## BEGIN

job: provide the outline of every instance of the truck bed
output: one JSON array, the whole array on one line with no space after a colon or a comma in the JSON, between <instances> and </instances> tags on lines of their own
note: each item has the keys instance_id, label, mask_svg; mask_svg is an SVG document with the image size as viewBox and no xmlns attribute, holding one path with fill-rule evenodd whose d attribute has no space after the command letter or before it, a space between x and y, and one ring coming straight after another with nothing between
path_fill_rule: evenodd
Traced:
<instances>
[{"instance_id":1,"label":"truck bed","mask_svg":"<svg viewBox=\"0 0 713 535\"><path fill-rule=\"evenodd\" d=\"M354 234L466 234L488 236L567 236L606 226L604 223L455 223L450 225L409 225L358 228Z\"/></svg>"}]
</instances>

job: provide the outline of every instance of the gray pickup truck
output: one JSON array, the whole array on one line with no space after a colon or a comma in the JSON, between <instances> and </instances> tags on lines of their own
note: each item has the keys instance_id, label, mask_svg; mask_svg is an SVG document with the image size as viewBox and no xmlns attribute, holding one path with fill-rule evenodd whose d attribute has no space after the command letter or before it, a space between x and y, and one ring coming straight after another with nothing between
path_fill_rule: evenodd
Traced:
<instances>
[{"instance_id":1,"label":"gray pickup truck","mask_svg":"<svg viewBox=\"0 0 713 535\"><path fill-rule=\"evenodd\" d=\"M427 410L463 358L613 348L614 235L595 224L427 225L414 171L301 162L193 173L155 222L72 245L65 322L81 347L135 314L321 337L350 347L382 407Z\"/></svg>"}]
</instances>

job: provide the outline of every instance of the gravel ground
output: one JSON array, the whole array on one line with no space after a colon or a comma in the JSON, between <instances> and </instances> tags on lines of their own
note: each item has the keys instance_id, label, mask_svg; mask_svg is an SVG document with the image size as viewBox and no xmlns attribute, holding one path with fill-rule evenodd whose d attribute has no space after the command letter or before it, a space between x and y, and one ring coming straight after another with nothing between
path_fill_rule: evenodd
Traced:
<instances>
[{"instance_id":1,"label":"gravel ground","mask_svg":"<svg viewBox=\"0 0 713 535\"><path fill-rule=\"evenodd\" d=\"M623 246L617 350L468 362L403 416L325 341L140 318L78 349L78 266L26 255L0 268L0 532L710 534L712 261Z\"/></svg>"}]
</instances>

## END

• **Given task**
Recopy the entries above in their entirety, exactly.

• **Written response**
job: provide the outline of every instance of the truck bed
output: one JSON array, the whole array on one line with no space after a colon or a comma in the JSON, between <instances> and </instances> tags on lines of their own
note: each item has the keys instance_id, label, mask_svg; mask_svg is an SVG document with the image size as viewBox and no xmlns attribute, holding one path with fill-rule evenodd whose d attribute has no space after the command letter or before it, a space between x and y, and one ring coming straight after another with nothing between
path_fill_rule: evenodd
Traced:
<instances>
[{"instance_id":1,"label":"truck bed","mask_svg":"<svg viewBox=\"0 0 713 535\"><path fill-rule=\"evenodd\" d=\"M354 234L466 234L488 236L567 236L606 226L604 223L455 223L450 225L409 225L358 228Z\"/></svg>"}]
</instances>

job: provide the outline of every instance of the gray pickup truck
output: one JSON array, the whole array on one line with no space after a colon or a comma in the JSON, between <instances> and </instances> tags on lines of their own
note: each item has the keys instance_id, label, mask_svg; mask_svg is an SVG document with the image size as viewBox and no xmlns attribute, holding one path with fill-rule evenodd whose d attribute has no space after the command letter or before it, a space between x and y, and one ring coming straight after another with nothing between
path_fill_rule: evenodd
Traced:
<instances>
[{"instance_id":1,"label":"gray pickup truck","mask_svg":"<svg viewBox=\"0 0 713 535\"><path fill-rule=\"evenodd\" d=\"M427 410L463 358L613 348L614 235L595 224L427 225L414 171L301 162L193 173L155 222L72 245L65 322L81 347L135 314L321 337L350 347L382 407Z\"/></svg>"}]
</instances>

job: provide the outline of every instance of the gravel ground
output: one JSON array, the whole array on one line with no space after a colon or a comma in the JSON, between <instances> and </instances> tags on lines of their own
note: each item has the keys instance_id, label, mask_svg; mask_svg is an SVG document with the image size as viewBox and no xmlns attribute, holding one path with fill-rule evenodd whose d attribute has no space after the command letter or before it, a space between x and y, and one ring coming straight after another with nothing between
path_fill_rule: evenodd
Traced:
<instances>
[{"instance_id":1,"label":"gravel ground","mask_svg":"<svg viewBox=\"0 0 713 535\"><path fill-rule=\"evenodd\" d=\"M623 246L617 350L468 362L403 416L325 341L140 318L78 349L78 266L26 255L0 268L0 532L710 534L712 261Z\"/></svg>"}]
</instances>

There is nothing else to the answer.